Actions to take
[1] From the bylaws excerpt, quote word for word the passage that starts with the words containing "Any vacancy occurring" and ends with "or special meeting.".
[2] Summarize the bylaws excerpt in three sentences.
[3] According to the bylaws excerpt, what is the minimum notice required before a special meeting of the Board?

[Text for analysis]

A regular meeting of the Board of Directors shall be held no less than two times each year at such time and place as the Board may prescribe. Notice of all such meetings shall be given to the Directors not less than thirty days before the meeting is scheduled.
Special meetings of the Board may be called by the President, or at the request of three Officers, by notice mailed, emailed, delivered, or faxed to each member of the Board, not less than seventy-two hours before the meeting is scheduled. Special meetings may be held by telephone conference call and votes may be cast during such a conference. Officers may also submit their votes by mail, email or faxed message pursuant to procedures adopted by the Executive Committee. Voting rights of an Executive Committee Member shall not be delegated to another, nor exercised by proxy.
SECTION 6. Vacancies and Removal.
Any vacancy occurring on the Board of Directors between the Annual Business Meetings shall be filled by appointment by the Executive Committee upon recommendation of the Nominating Committee. A Director so appointed to fill a vacancy shall serve the un- expired term of his or her predecessor.
The Executive Committee may remove any Director by a two-thirds vote of the Executive Committee present at any regular or special meeting.
SECTION 7. Compensation:
Directors and officers shall not receive any compensation for their services. They may, however, be reimbursed for expenses incurred in performing their duties and when approved by the Executive Committee.
SECTION 8. Indemnification.
Each Director and Officer of the Association shall be indemnified by the Association to the fullest extent allowed by State law against all expenses and liabilities, including counsel fees, reasonably incurred or imposed upon them in connection with any proceeding to which they may be made a party, or in which they become involved, by reason of being or having been, an Officer or Board Member of the Association unless the Officer or Board Member is judged guilty, by a competent court, of willful misfeasance or malfeasance in the performance of his or her duties.
SECTION 9. Medical Group Management Association.
The UMGMA shall be affiliated with the national Medical Group Management Association by entering into an affiliation agreement with the national MGMA, which agreement may be amended from time to time by the Executive Committee.

[/Text for analysis]
[Supplied records]

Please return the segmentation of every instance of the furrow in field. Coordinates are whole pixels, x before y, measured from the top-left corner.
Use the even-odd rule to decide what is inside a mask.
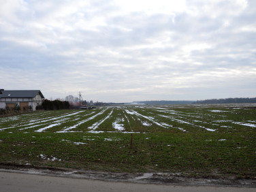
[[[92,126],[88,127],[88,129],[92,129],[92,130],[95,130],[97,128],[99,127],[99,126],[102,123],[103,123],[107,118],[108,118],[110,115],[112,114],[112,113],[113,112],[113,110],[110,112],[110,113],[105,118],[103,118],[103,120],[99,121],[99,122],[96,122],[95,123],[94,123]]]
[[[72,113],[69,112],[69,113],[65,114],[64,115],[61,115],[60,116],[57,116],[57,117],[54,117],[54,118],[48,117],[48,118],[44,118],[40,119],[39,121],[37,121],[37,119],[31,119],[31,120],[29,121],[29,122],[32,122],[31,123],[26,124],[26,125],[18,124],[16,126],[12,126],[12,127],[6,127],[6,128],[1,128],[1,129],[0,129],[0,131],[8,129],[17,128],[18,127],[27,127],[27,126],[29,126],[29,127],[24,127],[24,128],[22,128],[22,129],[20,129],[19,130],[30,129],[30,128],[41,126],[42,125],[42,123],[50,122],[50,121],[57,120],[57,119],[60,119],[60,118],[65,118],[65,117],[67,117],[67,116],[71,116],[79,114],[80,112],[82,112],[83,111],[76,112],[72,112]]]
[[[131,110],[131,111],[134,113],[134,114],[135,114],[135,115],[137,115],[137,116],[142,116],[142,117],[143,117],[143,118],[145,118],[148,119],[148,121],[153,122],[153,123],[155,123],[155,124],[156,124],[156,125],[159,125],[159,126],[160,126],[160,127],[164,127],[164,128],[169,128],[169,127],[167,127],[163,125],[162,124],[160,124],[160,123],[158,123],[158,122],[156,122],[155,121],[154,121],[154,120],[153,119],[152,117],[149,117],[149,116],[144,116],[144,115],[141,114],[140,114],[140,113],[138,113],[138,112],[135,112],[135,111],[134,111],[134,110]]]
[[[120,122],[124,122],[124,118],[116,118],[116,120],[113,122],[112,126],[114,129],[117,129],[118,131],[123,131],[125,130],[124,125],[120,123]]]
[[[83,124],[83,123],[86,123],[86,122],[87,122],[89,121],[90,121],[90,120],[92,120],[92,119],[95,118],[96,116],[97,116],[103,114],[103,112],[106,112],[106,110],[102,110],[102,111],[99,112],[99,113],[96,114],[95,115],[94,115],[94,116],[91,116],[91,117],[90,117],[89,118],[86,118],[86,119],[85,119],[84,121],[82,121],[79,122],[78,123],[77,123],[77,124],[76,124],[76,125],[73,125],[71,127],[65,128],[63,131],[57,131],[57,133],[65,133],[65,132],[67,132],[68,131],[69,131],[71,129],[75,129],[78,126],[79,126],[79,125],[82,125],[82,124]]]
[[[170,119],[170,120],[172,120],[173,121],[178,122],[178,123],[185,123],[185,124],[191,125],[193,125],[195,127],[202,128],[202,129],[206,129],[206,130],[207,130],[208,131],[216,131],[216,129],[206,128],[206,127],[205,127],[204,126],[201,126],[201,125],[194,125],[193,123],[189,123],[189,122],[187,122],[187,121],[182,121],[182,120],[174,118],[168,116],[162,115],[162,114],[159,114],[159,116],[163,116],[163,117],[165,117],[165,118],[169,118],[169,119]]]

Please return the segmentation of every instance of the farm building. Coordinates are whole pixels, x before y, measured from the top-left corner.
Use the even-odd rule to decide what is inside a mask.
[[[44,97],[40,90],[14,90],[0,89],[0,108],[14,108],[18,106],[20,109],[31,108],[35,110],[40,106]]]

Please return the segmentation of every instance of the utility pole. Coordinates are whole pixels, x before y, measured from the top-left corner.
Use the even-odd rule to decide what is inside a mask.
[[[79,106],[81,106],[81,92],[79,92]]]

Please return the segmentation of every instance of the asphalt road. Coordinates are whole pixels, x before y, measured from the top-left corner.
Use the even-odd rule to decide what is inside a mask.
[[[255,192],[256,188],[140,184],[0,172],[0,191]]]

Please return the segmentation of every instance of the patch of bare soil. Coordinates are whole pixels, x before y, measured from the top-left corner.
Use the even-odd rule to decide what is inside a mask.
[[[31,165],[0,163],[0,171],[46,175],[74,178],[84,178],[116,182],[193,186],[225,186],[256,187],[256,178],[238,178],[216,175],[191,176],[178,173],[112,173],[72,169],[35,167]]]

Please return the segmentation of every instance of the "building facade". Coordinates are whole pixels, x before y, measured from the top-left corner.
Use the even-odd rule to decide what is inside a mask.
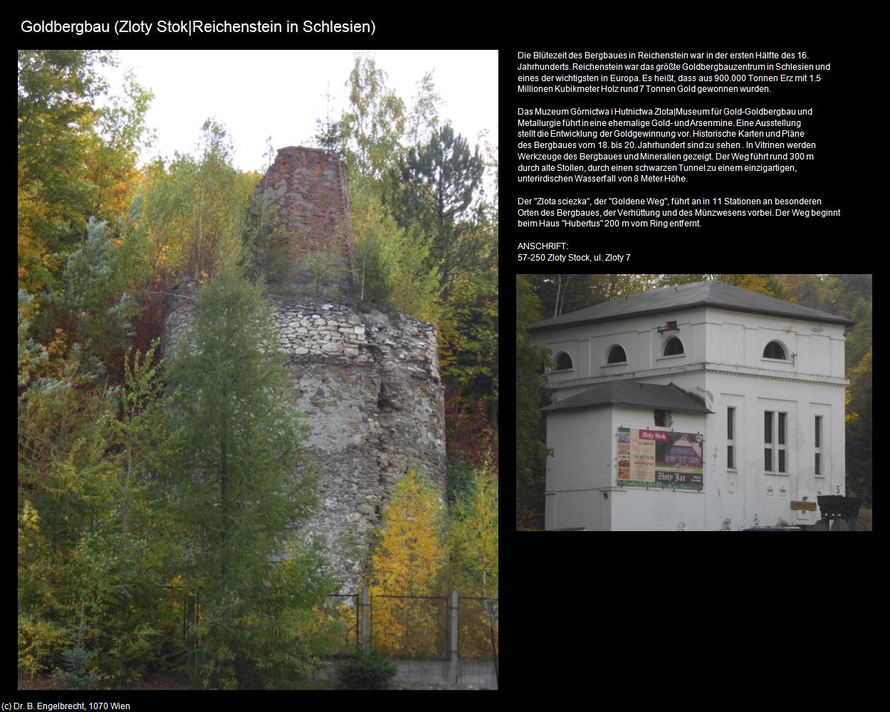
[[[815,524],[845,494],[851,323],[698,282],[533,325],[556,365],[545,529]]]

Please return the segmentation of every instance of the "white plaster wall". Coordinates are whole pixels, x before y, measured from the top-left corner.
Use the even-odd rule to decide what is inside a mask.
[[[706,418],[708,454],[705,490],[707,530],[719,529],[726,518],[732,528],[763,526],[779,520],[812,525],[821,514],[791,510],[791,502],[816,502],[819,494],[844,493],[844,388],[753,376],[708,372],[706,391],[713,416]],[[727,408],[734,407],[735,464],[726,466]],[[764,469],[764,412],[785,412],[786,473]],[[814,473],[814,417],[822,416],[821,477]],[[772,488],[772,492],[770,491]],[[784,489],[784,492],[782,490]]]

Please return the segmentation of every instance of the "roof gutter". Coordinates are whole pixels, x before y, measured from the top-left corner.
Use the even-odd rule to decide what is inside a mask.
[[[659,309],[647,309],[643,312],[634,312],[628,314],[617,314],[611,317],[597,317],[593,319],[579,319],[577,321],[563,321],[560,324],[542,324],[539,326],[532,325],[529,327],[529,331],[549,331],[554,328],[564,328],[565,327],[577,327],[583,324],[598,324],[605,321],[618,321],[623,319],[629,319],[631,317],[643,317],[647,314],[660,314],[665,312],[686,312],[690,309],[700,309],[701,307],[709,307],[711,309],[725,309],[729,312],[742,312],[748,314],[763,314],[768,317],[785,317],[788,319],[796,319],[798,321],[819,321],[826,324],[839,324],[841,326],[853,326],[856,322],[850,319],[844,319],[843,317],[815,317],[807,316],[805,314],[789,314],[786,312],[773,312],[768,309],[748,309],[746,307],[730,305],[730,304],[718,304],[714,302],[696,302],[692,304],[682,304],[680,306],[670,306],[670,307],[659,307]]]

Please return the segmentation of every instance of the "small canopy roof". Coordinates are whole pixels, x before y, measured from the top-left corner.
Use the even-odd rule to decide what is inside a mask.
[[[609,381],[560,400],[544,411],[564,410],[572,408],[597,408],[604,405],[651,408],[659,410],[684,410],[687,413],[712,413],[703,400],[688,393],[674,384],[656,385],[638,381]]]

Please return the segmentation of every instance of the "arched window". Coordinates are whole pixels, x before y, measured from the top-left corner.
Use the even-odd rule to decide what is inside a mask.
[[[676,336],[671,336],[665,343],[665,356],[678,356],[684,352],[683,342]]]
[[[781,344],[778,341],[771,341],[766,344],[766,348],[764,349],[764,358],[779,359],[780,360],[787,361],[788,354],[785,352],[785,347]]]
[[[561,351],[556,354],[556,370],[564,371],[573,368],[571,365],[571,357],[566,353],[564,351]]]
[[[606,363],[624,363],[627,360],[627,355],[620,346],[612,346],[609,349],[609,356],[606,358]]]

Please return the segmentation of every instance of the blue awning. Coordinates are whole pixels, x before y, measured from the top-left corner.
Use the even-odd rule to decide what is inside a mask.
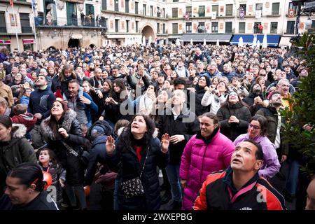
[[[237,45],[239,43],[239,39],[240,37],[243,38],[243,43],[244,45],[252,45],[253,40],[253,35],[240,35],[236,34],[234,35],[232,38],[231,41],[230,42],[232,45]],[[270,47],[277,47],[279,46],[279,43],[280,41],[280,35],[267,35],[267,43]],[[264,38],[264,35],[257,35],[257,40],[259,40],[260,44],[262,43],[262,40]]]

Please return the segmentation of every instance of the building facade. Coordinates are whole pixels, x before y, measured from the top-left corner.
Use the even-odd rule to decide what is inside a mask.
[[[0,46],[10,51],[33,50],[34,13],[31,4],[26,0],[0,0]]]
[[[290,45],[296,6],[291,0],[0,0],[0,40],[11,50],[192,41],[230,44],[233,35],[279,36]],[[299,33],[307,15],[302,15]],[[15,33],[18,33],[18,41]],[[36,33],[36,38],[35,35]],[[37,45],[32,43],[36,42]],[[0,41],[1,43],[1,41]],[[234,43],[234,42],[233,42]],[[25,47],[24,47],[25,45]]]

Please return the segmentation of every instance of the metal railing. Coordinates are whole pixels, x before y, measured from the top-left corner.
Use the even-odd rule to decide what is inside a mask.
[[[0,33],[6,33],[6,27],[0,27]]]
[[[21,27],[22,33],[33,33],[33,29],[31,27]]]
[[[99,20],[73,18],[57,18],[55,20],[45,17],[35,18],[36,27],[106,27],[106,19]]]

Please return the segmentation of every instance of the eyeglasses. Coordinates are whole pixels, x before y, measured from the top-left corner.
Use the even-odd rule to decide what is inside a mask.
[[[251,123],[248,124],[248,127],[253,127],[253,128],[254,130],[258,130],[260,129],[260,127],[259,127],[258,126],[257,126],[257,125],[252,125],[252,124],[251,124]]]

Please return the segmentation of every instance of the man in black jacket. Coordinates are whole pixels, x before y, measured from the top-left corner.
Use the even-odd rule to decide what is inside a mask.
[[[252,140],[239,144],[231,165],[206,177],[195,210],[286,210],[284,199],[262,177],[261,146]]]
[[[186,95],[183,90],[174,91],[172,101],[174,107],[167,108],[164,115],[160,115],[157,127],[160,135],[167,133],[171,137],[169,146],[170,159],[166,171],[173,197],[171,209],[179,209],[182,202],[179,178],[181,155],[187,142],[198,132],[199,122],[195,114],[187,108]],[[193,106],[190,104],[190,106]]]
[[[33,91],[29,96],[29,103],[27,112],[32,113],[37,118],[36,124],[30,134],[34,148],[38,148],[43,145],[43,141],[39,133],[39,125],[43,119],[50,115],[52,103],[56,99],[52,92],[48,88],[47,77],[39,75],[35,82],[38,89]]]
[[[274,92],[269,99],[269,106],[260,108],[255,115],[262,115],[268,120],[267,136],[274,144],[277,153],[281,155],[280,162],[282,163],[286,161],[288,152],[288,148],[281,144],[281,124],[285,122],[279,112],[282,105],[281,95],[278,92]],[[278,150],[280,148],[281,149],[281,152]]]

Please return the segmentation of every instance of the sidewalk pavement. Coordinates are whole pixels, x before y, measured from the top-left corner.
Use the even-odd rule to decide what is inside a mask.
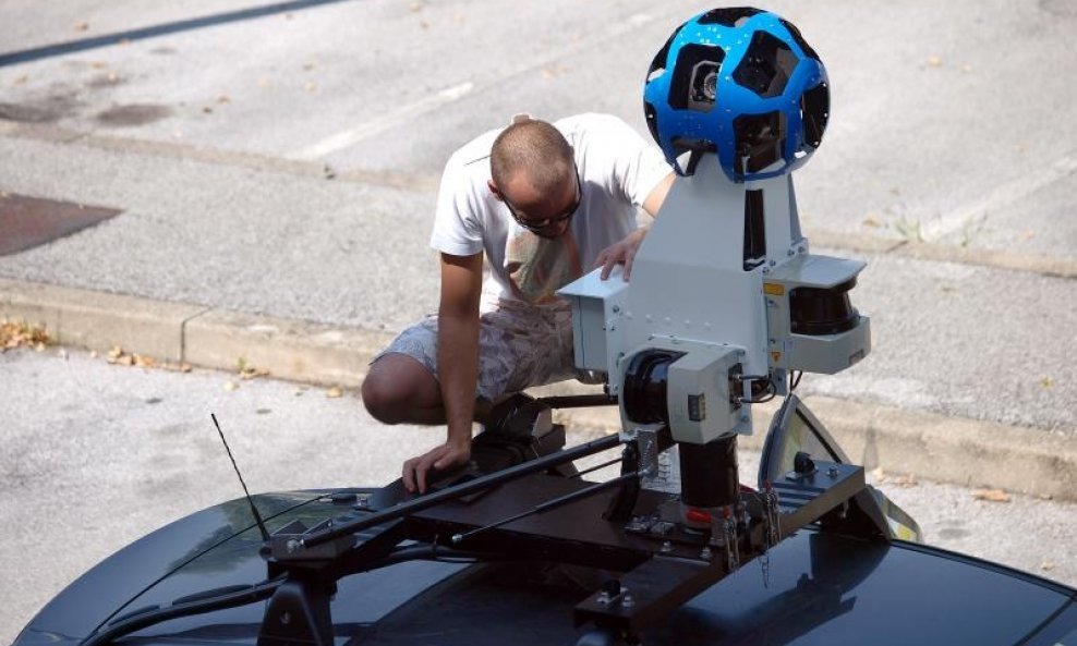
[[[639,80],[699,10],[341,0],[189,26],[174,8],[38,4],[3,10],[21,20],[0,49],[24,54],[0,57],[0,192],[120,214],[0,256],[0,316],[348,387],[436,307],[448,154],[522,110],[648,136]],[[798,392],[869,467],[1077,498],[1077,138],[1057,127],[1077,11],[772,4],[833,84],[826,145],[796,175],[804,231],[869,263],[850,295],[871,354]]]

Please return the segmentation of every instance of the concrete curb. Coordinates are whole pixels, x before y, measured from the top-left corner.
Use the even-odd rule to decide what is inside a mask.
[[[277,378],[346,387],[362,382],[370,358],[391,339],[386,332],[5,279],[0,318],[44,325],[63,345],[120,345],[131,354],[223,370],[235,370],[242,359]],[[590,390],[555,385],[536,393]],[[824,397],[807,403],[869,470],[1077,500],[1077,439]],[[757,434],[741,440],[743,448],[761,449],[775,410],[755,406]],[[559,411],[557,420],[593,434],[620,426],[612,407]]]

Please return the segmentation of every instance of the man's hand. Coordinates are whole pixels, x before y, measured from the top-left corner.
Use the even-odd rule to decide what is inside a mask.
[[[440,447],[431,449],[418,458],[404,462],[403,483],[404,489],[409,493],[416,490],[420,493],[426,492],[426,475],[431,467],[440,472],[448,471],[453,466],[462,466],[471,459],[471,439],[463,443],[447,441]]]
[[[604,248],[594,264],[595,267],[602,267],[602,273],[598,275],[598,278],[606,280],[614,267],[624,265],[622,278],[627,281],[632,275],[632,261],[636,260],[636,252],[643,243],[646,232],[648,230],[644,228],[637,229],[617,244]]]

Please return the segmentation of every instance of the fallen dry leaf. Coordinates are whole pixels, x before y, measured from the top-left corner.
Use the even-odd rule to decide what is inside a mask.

[/Supplied records]

Solutions
[1]
Any vacancy occurring on the Board of Directors between the Annual Business Meetings shall be filled by appointment by the Executive Committee upon recommendation of the Nominating Committee. A Director so appointed to fill a vacancy shall serve the un- expired term of his or her predecessor.
The Executive Committee may remove any Director by a two-thirds vote of the Executive Committee present at any regular or special meeting.

[2] The Board of Directors must hold regular meetings at least twice a year with thirty days' notice, and the President or three Officers may call special meetings with at least seventy-two hours' notice, which may be held by telephone conference call. Board vacancies between Annual Business Meetings are filled by Executive Committee appointment on the Nominating Committee's recommendation, and the Executive Committee may remove a Director by a two-thirds vote. Directors and officers receive no compensation but may be reimbursed for approved expenses and are indemnified by the Association to the fullest extent of State law, and the UMGMA is affiliated with the national MGMA through an affiliation agreement.

[3] Not less than seventy-two hours.